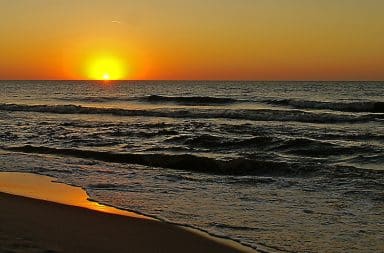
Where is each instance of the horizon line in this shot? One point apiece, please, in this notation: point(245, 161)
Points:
point(200, 80)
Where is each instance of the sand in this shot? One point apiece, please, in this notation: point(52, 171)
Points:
point(31, 225)
point(52, 217)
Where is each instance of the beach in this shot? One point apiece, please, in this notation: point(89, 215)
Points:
point(276, 166)
point(35, 225)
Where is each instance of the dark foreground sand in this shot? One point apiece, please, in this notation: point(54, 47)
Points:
point(31, 225)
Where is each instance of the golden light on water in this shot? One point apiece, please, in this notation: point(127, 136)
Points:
point(106, 68)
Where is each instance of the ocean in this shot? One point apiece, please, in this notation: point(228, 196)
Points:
point(278, 166)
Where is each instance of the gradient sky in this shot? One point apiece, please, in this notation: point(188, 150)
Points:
point(194, 39)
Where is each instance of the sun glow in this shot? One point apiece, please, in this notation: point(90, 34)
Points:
point(106, 68)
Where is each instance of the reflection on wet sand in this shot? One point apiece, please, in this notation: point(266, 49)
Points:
point(45, 188)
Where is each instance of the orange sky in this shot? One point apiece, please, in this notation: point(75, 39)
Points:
point(172, 39)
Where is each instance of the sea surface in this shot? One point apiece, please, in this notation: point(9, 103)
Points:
point(278, 166)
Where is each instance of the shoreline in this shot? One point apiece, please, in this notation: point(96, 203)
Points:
point(31, 222)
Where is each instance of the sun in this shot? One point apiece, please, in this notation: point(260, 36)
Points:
point(106, 68)
point(106, 76)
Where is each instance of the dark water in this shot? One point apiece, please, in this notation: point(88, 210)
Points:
point(286, 166)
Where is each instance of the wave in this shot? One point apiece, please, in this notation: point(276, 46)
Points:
point(240, 114)
point(218, 142)
point(238, 166)
point(191, 101)
point(197, 100)
point(368, 106)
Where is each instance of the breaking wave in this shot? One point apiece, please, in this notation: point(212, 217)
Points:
point(237, 166)
point(241, 114)
point(369, 106)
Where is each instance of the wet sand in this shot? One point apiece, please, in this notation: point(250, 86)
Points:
point(33, 225)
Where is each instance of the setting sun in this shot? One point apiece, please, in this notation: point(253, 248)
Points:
point(106, 76)
point(106, 68)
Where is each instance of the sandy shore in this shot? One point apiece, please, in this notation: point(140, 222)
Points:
point(30, 225)
point(59, 218)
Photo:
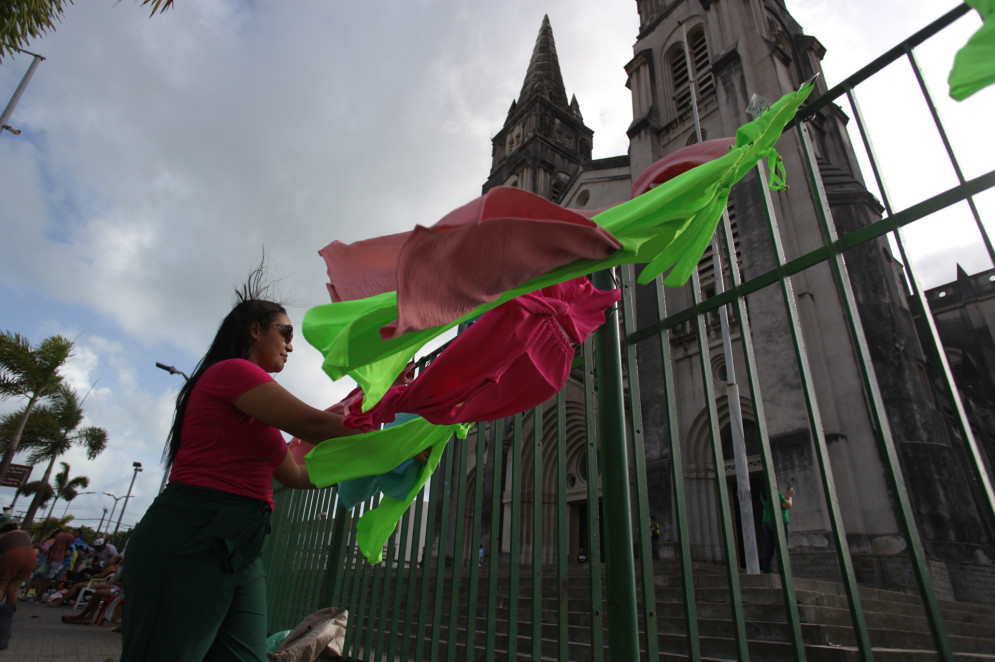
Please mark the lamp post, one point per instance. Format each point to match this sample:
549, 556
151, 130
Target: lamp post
138, 467
101, 525
111, 518
18, 92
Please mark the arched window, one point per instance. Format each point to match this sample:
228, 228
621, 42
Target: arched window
701, 65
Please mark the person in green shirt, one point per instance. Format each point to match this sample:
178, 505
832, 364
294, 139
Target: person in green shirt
770, 542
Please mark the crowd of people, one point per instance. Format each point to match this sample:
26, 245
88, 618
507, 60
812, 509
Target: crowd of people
55, 570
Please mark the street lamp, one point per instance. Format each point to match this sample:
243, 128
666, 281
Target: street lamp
68, 502
5, 115
138, 467
100, 526
111, 518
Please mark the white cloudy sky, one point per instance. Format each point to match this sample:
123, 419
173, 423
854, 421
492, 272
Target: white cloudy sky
158, 157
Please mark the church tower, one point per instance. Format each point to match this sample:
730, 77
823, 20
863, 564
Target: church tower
544, 142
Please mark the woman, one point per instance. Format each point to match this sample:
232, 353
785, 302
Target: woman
17, 561
194, 583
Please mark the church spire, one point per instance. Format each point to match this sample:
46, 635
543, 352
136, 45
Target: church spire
544, 78
544, 141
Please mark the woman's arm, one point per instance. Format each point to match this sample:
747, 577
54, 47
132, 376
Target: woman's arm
291, 474
275, 406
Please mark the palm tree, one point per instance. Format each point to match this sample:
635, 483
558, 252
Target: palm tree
21, 20
66, 488
28, 372
51, 433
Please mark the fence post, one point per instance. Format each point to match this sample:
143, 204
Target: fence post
623, 624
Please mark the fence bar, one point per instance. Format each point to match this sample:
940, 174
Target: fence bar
514, 558
760, 424
623, 624
537, 501
882, 427
934, 346
415, 573
593, 508
819, 441
403, 570
718, 462
461, 552
677, 479
638, 449
445, 476
562, 546
438, 487
950, 152
497, 481
480, 432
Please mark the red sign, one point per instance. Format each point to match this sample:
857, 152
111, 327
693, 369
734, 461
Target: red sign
16, 476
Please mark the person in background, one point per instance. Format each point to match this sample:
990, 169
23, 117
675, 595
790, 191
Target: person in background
55, 567
17, 562
102, 553
193, 578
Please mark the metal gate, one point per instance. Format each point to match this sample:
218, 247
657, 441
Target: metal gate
533, 539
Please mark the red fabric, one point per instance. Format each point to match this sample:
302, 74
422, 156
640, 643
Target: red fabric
222, 448
59, 546
513, 358
679, 162
498, 241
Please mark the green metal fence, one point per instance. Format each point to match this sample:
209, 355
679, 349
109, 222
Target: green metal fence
557, 497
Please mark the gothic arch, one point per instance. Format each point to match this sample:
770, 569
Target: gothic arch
700, 475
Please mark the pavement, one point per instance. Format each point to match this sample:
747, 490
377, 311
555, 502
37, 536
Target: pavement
40, 634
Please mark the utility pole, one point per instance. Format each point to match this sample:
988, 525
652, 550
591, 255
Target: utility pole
138, 467
8, 111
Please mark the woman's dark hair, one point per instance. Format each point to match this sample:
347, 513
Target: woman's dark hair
232, 341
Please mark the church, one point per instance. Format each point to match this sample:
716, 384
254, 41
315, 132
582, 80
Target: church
786, 368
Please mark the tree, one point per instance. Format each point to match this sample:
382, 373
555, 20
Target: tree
28, 372
22, 20
67, 488
52, 432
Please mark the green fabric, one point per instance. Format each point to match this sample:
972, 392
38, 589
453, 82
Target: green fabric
974, 64
375, 453
671, 225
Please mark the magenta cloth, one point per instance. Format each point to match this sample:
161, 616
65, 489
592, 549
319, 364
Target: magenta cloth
511, 359
680, 162
498, 241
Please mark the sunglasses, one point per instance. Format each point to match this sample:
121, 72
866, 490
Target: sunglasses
286, 330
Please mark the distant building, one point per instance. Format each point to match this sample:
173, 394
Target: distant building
739, 50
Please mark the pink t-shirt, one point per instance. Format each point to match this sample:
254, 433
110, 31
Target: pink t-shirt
221, 447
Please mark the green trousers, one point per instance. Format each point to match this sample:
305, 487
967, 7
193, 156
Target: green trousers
194, 584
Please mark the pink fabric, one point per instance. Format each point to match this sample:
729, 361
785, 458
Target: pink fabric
221, 447
513, 358
500, 240
679, 162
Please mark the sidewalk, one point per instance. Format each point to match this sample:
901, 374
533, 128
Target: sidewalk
40, 634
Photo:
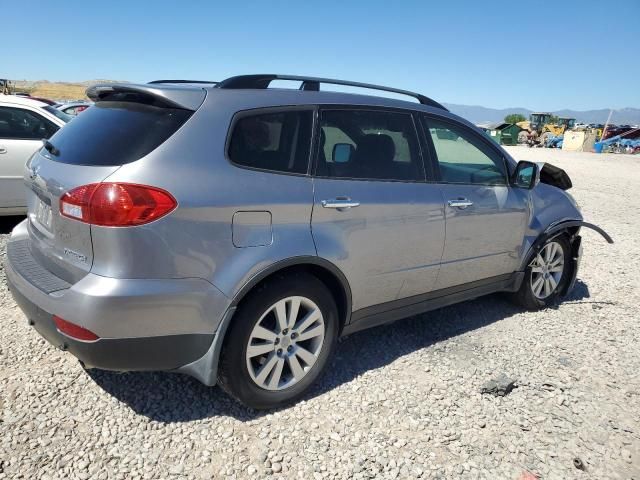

Written instruction ▸ Reproduce every item above verbatim, from first to last, and omit the pictures.

Response below ▸
Where is each instance of the horizon line in this shot? One point apiece, please, in this notation: point(245, 161)
Points:
point(200, 80)
Where is each instance of the sand in this shot? One point apiece, please, in this notation: point(52, 171)
Points:
point(31, 225)
point(52, 217)
Where is each instance of the beach in this shot? One point apiece, please, in this notation: point(89, 215)
Points:
point(276, 166)
point(35, 225)
Where is each instance of the dark foreground sand in this shot? One point apiece, please, in this notation: point(54, 47)
Points:
point(31, 225)
Where is each instance of the golden light on water in this shot? One point apiece, please, in this notation: point(127, 136)
Points:
point(106, 68)
Where is each instance of the ocean in this shot? One point apiece, please, in this notation: point(228, 196)
Points:
point(278, 166)
Where is each instance of the gradient sky in this shot? One point apiece, please, in this notation: point(188, 150)
Points:
point(194, 39)
Where is each instance of the sun glow in this shot? One point apiece, please, in this notation: point(90, 34)
Points:
point(106, 68)
Where is each instance of the reflection on wet sand in this shot? One point apiece, please, in this notation: point(266, 49)
Points:
point(45, 188)
Where is each instance of the orange sky in this shot? One point apiece, please, in this notation: point(75, 39)
Points:
point(172, 39)
Where is each instance of the sea surface in this shot? One point apiece, please, in this notation: point(9, 103)
Points:
point(278, 166)
Where is each instance of the shoreline in this shot? One point apiece, please, in this notation: point(96, 203)
Points:
point(31, 222)
Where is each instance of the sun in this shot? One point apiece, please, in this notation: point(260, 36)
Points:
point(106, 68)
point(106, 76)
Where is each instance of the dark water in this shot? One point apiece, please, in this notation: point(88, 210)
Points:
point(286, 166)
Where is each instance of the wave in this shot? One point apiece, please, in this notation: point(276, 46)
Points:
point(240, 114)
point(218, 142)
point(238, 166)
point(191, 101)
point(197, 100)
point(368, 106)
Where is each instance of the breaking wave in this shot? One point apiece, please, in this notation: point(212, 217)
Points:
point(237, 166)
point(241, 114)
point(369, 106)
Where is each instance of the wet sand in this shot? One point apiece, please, in this notation: point(250, 86)
Points:
point(33, 225)
Where is each instance of the setting sun in this shot? One point apiece, please, in this notation: point(253, 248)
Points:
point(106, 76)
point(106, 68)
Where is each instance of the sandy shore in this shot? One point apiece, please, in this notation: point(140, 222)
Points:
point(30, 225)
point(59, 218)
Photo:
Please mark the lamp post, one point per instance. Format each point to match this sample:
549, 556
151, 130
Target: lamp post
138, 467
101, 525
111, 518
18, 92
Please mark the arched window, one point per instance. Format each point to match this sample:
228, 228
621, 42
Target: arched window
701, 65
Please mark the person in green shirt, one point per instance. Format each point to match this sample:
178, 505
832, 364
294, 139
Target: person in green shirt
770, 542
Please mark the crowd of people, one point per instance. Format each point to match this sample:
26, 245
88, 618
507, 60
812, 509
Target: crowd of people
55, 570
Please mark the street lamp, one point per instance. Format each point to match this sample:
243, 128
666, 281
Target: street lamp
68, 502
5, 115
138, 467
100, 526
111, 518
Please mark the white cloudy sky, one point per instance. Format each point to match this sample:
123, 419
173, 423
854, 421
492, 272
Target: white cloudy sky
158, 157
Please mark the church tower, one point per instance. Format each point to match this sample:
730, 77
823, 20
863, 564
Target: church tower
544, 142
Please mark the woman, one point per instance. Format each point to match this sample:
232, 353
785, 302
Target: woman
17, 561
194, 583
Please mark the church spire, one point per instance. Format each point to match this sample:
46, 635
543, 352
136, 45
Target: church spire
544, 78
544, 141
Please mark the woman's arm, one point per instance. Format each point to match this sample:
747, 577
54, 47
132, 376
Target: woman's arm
291, 474
275, 406
Please mark the palm tree, one point per instance. Format each point to match this sample:
635, 483
558, 252
Target: palm tree
21, 20
66, 488
28, 372
51, 433
Please mark the fence post, one point per instance. Format each point to match this sample:
143, 204
Target: fence post
623, 624
Please mark the fence bar, one point per instance. Format each point to match this sample:
940, 174
Target: fence bar
514, 558
760, 424
623, 624
537, 501
882, 427
934, 346
415, 573
593, 508
819, 441
403, 570
718, 462
461, 552
677, 479
638, 449
445, 476
562, 546
438, 487
950, 152
497, 481
480, 432
Please mark the red sign, one point per instance. Format each point to match this sample:
857, 152
111, 327
693, 369
734, 461
Target: red sign
16, 476
Please mark the person in background, one point per instance. Format each point to match this sample:
990, 169
23, 117
675, 595
790, 191
Target: person in background
55, 567
17, 562
102, 553
193, 578
Please mark the metal gate, one point per instance. Format each point to match this sample:
218, 247
657, 441
Target: metal gate
533, 539
Please mark the red fabric, one point per instance. Format each point to match this sample:
302, 74
422, 156
640, 643
Target: red fabric
222, 448
59, 546
513, 358
679, 162
498, 241
Please mark the green metal fence, one point per instance. Format each point to match this sample:
209, 355
679, 349
109, 222
Target: green metal fence
557, 497
Please mark the gothic arch, one point per instance. Format each point to match this sample:
770, 569
Target: gothic arch
700, 475
Please mark the pavement, one point per instance. Format each point to match this sample:
747, 490
377, 311
555, 502
37, 536
Target: pavement
40, 634
Please mark the utility pole, one point per instance. Format each point to match this sample:
988, 525
652, 550
591, 255
Target: utility pole
138, 467
8, 111
Please mark the woman's dark hair, one point per instance. Format each point to match this sample:
347, 513
Target: woman's dark hair
232, 341
Please mark the church, one point per instance. Format each point to match this sample:
716, 384
254, 41
315, 132
582, 80
Target: church
786, 368
Please mark the tree, one point per instance. Format each point to match this sample:
382, 373
555, 20
Target: tree
28, 372
22, 20
67, 488
52, 432
Please mark the green fabric, one point per instance. Format each point to match this sample:
972, 392
38, 589
453, 82
Target: green fabric
974, 64
375, 453
671, 225
Please mark the magenta cloth, one point per instance. Format each point to match this sample:
161, 616
65, 489
592, 549
319, 364
Target: magenta cloth
511, 359
680, 162
498, 241
Please mark the sunglasses, one point per instance. Format each point to match this sample:
121, 72
866, 490
Target: sunglasses
286, 330
Please mark the distant building, one point per instance. Format each point to match this sample:
173, 394
Target: distant building
739, 50
Please mark the pink t-shirt, one point per instance. Format each point to match this sample:
254, 433
110, 31
Target: pink t-shirt
221, 447
Please mark the green trousers, one point per instance. Format each point to match this sample:
305, 487
967, 7
193, 156
Target: green trousers
194, 584
Please mark the pink fabric, one point per instance. Format each point to match this sample:
729, 361
785, 458
Target: pink fabric
221, 447
513, 358
500, 240
679, 162
Please mark the sidewalk, one point per instance. Format each point to match this sample:
901, 374
533, 128
Target: sidewalk
40, 634
Photo:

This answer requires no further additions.